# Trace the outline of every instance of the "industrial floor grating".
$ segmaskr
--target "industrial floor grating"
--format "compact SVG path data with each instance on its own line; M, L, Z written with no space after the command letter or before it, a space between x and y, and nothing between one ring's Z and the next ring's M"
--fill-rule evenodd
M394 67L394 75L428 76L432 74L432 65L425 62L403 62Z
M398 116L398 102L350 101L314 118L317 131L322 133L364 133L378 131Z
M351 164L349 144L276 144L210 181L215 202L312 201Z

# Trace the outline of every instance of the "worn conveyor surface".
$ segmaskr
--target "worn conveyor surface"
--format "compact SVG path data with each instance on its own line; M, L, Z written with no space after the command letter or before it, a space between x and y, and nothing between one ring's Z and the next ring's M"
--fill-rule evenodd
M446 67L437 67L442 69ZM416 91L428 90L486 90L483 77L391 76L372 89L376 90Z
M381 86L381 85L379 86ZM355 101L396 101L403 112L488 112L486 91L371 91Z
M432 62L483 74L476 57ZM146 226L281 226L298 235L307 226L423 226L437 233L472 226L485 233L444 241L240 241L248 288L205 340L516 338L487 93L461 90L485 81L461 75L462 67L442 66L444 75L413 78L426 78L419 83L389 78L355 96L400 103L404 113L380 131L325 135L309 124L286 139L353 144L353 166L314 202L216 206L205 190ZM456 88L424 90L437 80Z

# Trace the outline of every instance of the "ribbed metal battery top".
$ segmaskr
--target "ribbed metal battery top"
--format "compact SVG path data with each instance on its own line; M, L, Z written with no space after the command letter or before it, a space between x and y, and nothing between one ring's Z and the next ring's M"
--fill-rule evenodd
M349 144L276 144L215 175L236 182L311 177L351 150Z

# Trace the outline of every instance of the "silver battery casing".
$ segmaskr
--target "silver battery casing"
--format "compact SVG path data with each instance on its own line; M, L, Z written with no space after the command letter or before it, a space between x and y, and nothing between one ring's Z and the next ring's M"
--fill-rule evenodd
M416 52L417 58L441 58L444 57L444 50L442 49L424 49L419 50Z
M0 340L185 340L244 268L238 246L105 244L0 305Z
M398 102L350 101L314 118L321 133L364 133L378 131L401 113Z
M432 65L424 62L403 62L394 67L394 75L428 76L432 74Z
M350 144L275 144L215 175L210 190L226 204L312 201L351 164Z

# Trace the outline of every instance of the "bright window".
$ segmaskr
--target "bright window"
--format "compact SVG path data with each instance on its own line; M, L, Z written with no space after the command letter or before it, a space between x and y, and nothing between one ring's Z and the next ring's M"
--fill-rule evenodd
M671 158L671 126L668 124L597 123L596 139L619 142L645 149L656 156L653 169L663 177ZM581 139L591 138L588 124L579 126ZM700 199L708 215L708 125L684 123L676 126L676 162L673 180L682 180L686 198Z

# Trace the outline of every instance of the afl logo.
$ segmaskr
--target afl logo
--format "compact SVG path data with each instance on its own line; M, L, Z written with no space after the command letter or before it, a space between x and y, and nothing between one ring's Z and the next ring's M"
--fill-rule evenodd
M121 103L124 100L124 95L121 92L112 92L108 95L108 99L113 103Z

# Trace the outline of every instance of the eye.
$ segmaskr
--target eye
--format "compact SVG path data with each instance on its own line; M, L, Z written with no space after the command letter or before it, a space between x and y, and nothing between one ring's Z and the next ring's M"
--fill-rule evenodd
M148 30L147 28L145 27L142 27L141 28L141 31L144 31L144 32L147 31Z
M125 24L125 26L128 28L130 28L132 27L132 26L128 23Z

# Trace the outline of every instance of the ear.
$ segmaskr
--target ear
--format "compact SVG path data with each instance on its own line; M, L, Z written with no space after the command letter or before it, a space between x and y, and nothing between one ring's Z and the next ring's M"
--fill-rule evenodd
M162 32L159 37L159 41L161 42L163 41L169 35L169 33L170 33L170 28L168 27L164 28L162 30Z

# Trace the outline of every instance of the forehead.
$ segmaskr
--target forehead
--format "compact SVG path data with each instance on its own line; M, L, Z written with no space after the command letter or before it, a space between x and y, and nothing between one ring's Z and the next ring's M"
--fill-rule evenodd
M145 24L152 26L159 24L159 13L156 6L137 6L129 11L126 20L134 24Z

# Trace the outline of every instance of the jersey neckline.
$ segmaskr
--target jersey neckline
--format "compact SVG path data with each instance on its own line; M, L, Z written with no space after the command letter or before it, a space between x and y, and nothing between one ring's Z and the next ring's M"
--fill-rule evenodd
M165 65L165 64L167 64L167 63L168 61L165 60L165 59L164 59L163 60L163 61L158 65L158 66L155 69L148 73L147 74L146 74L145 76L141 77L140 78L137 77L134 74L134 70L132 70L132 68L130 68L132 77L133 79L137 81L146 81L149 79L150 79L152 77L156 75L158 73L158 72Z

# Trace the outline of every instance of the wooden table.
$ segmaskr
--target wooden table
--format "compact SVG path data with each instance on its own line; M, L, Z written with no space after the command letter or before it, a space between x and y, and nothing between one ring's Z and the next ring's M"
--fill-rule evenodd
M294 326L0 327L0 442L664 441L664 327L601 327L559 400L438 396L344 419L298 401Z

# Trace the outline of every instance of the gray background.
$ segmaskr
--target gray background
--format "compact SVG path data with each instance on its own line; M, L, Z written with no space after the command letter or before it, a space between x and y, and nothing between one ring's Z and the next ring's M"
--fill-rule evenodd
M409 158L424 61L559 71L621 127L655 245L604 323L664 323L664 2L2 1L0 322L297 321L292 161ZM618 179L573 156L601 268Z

________________

Task to complete: Please reproduce the lines of the records above from the line with "# Trace the outline of every instance of the ear." through the line with "M294 326L0 327L0", including both, with every character unchanged.

Result for this exercise:
# Trace the outline of every instance of the ear.
$ segmaskr
--target ear
--format "compact SVG path data with each instance on its own line; M, L, Z written with no space after the command letter or before it, a space between x and y, and nothing between one ring's Z and the next ring's M"
--fill-rule evenodd
M162 32L159 37L159 41L161 42L163 41L169 35L169 33L170 33L170 28L168 27L164 28L162 30Z

# Trace the outline of every instance of the forehead.
$ segmaskr
--target forehead
--format "compact SVG path data with each instance on its own line; M, L, Z written with no space after the command letter or before it, a space between x and y, and nothing between one ring's Z and the next ring's M"
--fill-rule evenodd
M145 24L152 26L159 24L159 13L156 6L137 6L129 11L126 20L134 24Z

# Trace the outline of every instance of the jersey neckline.
$ segmaskr
--target jersey neckline
--format "compact SVG path data with each instance on its own line; M, L, Z written with no space after the command letter or before it, a space between x and y, and nothing between one ring's Z and the next ring's M"
--fill-rule evenodd
M165 65L165 64L167 64L167 63L168 61L165 60L165 59L164 59L163 60L163 61L158 65L158 66L155 69L148 73L147 74L146 74L145 76L141 77L140 78L137 77L134 74L134 70L132 70L132 68L130 68L132 77L133 79L137 81L146 81L149 79L150 79L152 77L156 75L158 73L158 72Z

# Trace the outline of every instance of the wooden table.
$ segmaskr
--target wooden table
--format "compact SVG path data with each instance on its own line; M, L, Z written with no space after the command letter or before it, a space between x and y, and nothing between one ring's Z and the next ring's M"
--fill-rule evenodd
M294 326L0 327L0 442L664 441L664 327L601 327L559 400L438 396L344 419L298 401Z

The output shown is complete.